## Input
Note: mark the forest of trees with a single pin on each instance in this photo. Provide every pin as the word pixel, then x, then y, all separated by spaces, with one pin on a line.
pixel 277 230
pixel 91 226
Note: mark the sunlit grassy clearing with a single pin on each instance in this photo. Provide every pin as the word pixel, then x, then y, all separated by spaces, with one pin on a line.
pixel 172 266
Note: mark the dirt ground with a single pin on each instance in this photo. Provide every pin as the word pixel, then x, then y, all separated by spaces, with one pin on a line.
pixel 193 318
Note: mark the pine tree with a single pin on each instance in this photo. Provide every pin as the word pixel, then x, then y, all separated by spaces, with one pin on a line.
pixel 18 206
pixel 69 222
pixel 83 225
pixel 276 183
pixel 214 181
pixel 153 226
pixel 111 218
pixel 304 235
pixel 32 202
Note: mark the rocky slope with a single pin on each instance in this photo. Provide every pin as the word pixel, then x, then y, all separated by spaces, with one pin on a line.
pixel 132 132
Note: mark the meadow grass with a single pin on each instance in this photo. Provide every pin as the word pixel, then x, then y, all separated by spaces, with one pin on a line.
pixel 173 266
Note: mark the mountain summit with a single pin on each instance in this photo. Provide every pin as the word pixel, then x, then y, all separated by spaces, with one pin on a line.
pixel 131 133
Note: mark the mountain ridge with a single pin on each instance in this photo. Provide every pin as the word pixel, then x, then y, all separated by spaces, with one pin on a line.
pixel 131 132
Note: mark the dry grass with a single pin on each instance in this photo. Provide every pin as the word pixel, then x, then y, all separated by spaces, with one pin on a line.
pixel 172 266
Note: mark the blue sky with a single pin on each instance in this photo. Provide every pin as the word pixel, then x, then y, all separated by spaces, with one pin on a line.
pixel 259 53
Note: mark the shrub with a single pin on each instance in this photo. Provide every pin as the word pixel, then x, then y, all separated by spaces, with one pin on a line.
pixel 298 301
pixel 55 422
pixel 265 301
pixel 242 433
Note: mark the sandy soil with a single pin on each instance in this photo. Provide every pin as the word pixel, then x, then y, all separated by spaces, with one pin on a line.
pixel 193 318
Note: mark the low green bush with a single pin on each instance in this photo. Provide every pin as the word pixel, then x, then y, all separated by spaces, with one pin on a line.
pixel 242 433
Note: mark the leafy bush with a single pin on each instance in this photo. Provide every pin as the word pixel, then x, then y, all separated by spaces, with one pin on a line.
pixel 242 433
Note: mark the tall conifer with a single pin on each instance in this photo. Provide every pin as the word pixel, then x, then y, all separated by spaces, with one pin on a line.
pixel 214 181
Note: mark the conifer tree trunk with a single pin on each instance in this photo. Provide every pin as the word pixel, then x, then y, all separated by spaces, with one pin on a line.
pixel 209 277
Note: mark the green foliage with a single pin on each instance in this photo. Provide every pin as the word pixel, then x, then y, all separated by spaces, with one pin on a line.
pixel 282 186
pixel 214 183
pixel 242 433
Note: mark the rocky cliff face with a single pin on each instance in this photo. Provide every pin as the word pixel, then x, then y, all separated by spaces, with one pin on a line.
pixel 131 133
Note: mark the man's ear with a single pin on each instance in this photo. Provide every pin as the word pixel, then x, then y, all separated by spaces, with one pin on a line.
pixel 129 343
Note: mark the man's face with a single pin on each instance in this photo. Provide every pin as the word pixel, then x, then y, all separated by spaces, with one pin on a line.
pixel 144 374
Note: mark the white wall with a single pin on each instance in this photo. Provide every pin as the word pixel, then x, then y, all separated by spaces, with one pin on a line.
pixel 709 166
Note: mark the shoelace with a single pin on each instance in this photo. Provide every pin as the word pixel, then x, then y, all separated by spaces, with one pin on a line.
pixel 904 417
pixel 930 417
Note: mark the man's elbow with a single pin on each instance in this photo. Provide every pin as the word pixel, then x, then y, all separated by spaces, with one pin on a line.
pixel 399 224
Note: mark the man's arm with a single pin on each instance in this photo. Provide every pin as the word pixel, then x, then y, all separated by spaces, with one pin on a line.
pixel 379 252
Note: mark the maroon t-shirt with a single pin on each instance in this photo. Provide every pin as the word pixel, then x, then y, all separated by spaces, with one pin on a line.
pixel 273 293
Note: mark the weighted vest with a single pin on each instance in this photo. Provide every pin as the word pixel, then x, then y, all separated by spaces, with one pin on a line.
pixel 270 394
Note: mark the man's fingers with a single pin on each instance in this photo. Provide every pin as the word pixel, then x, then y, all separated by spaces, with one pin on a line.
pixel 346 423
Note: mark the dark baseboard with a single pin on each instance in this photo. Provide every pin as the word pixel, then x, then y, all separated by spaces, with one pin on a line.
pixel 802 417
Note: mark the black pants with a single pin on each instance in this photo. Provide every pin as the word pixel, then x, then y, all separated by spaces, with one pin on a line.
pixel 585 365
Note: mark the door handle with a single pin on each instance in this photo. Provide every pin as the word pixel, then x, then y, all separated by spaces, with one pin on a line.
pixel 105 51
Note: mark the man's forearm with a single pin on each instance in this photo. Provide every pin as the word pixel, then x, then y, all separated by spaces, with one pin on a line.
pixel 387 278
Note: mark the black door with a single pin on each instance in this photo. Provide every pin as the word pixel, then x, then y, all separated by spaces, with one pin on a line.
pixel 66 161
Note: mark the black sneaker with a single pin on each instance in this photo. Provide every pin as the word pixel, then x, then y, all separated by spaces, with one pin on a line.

## About this task
You are asked to reproduce word for word the line containing "Note: mark the black door" and every subsequent line through the end of the entries.

## Answer
Note: mark the black door with a single pin on each instance in this photo. Provide every pin as the word pixel, then x, then y, all separated by spaces, with one pin on a line.
pixel 66 161
Note: mark the black sneaker with a single pin on each instance in this photo. Provide every pin as the word pixel, then x, then y, all separated by spaces, with one pin on a line.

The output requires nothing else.